Substitute "Getting Started" for every "Quickstart" in the items below and reproduce them with nothing else changed.

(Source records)
____________________
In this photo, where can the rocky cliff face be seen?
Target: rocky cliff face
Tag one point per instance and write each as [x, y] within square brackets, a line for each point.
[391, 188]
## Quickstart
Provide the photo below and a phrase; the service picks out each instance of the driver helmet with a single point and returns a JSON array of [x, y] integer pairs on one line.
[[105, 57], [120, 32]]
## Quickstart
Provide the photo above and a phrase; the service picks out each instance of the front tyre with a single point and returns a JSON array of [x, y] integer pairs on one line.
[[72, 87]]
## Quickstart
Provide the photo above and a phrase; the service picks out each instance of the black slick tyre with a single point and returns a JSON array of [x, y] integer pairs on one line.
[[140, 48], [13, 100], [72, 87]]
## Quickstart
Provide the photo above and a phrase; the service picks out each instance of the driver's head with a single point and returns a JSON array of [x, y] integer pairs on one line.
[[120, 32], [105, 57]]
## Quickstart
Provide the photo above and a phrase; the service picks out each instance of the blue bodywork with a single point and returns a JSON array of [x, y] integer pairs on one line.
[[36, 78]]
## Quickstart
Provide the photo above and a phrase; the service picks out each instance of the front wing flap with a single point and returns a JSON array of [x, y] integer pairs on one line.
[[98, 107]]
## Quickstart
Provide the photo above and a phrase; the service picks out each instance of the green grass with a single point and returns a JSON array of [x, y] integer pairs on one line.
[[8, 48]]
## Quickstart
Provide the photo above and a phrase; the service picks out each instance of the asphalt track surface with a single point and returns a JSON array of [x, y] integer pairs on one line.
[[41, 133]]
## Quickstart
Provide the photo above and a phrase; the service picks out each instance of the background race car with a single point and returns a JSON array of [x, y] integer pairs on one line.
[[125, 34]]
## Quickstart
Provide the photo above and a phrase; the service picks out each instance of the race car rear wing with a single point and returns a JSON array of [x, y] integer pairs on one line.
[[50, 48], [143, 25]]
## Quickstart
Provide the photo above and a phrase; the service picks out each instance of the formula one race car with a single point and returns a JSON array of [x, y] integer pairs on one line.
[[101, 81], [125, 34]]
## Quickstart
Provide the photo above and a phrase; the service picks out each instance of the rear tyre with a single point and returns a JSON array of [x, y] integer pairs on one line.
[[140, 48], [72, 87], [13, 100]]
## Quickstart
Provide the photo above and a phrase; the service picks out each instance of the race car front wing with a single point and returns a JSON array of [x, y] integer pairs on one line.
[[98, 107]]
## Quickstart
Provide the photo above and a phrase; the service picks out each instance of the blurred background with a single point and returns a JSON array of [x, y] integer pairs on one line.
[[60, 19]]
____________________
WRITTEN RESPONSE:
In this photo, where can the rocky cliff face be seen?
Target: rocky cliff face
Tag one point per instance and write each as [x, y] within square brackets, a line for each point.
[391, 188]
## Getting Started
Provide the photo below and a phrase; the service picks out each instance of the driver helmet with a single point and returns a JSON array of [x, y] integer pairs on one line.
[[105, 57], [120, 32]]
## Getting Started
Provide the photo above and a phrase; the service picks out each instance of the front tyre with a single point and returns a JSON array of [x, y] integer pairs on one line.
[[72, 87]]
## Getting Started
Provide the photo above and a phrase; the service picks out each instance of the black slick tyre with a single point and returns a JSON array of [x, y] integer pairs on one line.
[[140, 48], [13, 100], [72, 87]]
## Getting Started
Provide the photo above and a phrase; the service picks out each instance of the driver's head with a single point and returns a JSON array of [x, y] integer pairs on one line.
[[120, 32], [105, 57]]
## Getting Started
Provide the photo above and a phrase; the service picks out each instance of the blue bodywork with a single point and returns a JSON array of [x, y] integer pairs on one line.
[[36, 78]]
## Getting Started
Provide the photo above and a phrase; the service picks out each instance of the front wing flap with a single point and returns a JSON array of [x, y] integer pairs on one line.
[[98, 107]]
## Getting Started
Provide the photo above and a phrase; the service picks out each instance of the green grass with a single point and returns a JSON array of [x, y] integer pairs on one line.
[[8, 48]]
## Getting Started
Provide the photo above and a phrase; the service picks out each instance of the asphalt track surface with a single point and returns a JSON array of [x, y] integer pairs on one line.
[[41, 133]]
## Getting Started
Provide the photo above and a phrase; the service picks out each instance of the background race car with a single point and returns a JSON array of [x, y] integer pairs on one line.
[[125, 34]]
## Getting Started
Provide the photo above and a phrase; the service picks out each instance of the race car rear wing with a single point and returns a JSON array of [x, y] integer pairs on one line.
[[50, 48], [143, 25]]
## Getting Started
Provide the photo above and a phrase; the service picks out each instance of the formula one race car with a single point and returns a JSON array of [x, y] integer pairs on one line.
[[101, 81], [125, 34]]
## Getting Started
Provide the photo above and a phrase; the service picks out each instance of the rear tyre with a single point and returns a JSON array of [x, y] integer pairs on one line.
[[140, 48], [72, 87], [13, 100]]
## Getting Started
Provide the photo above and a phrase; the service picks out each instance of the race car front wing with a single point and returns a JSON array of [x, y] integer pairs on one line.
[[98, 107]]
## Getting Started
Provide the photo above and a phrase; the service picks out each instance of the blurred background with a single point and returns a JSON array of [x, y] integer pairs on one line.
[[60, 19]]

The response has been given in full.